PROVIDED MATERIAL:
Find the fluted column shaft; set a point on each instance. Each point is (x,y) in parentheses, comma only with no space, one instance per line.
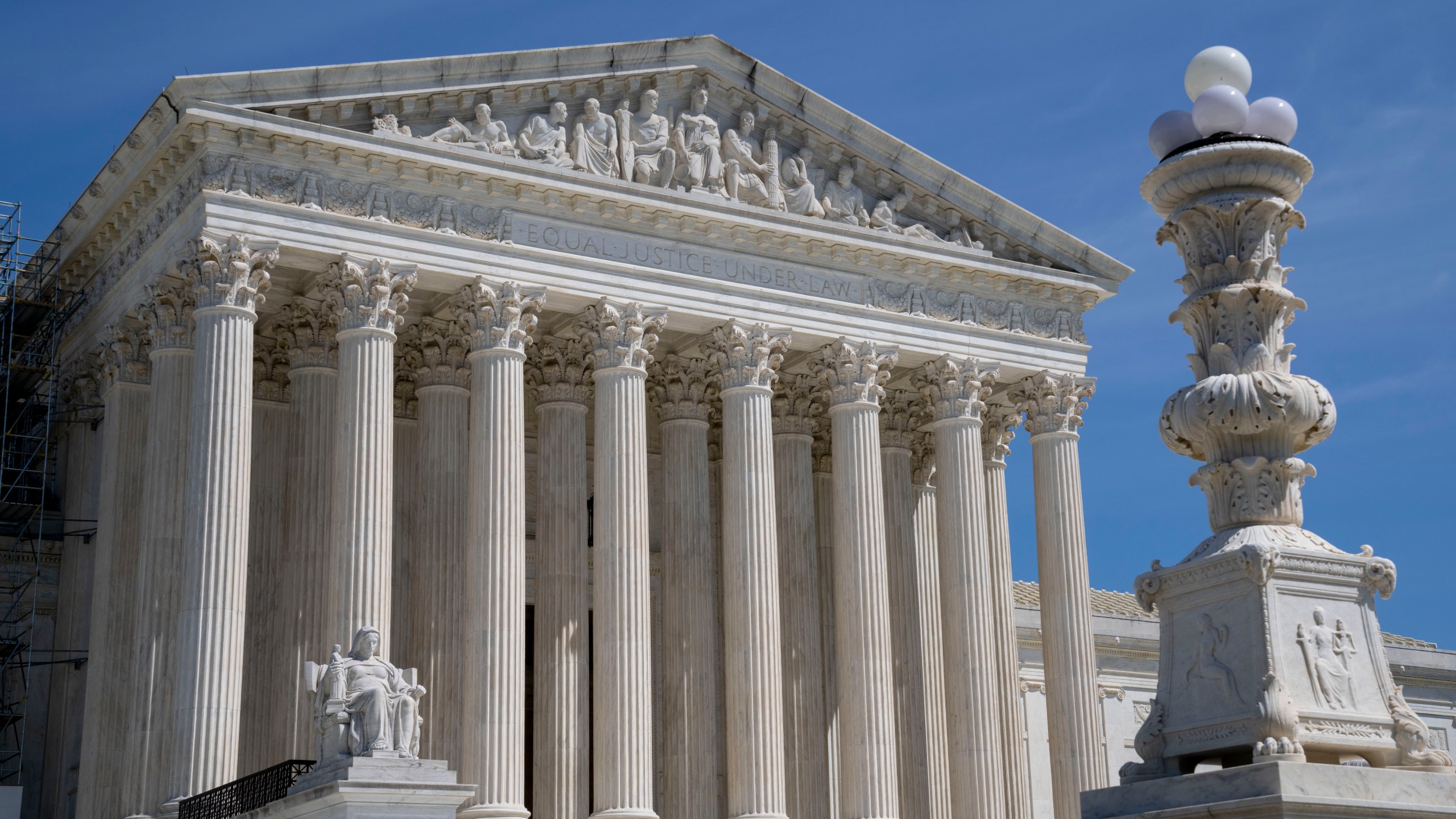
(214,554)
(437,584)
(363,509)
(755,672)
(690,665)
(928,585)
(154,652)
(995,437)
(562,677)
(118,528)
(804,748)
(1075,723)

ASSIGNED TASK: If a record holds a picture, leave the picture out, but repeat every line exactly.

EXERCISE OUTPUT:
Find the fluted column shaft; set a point on each instance. Each point is (x,y) in parentheses, comma only with no space, one instance per line.
(214,554)
(437,584)
(363,509)
(755,672)
(690,665)
(928,585)
(154,652)
(995,437)
(562,677)
(118,528)
(804,748)
(1075,723)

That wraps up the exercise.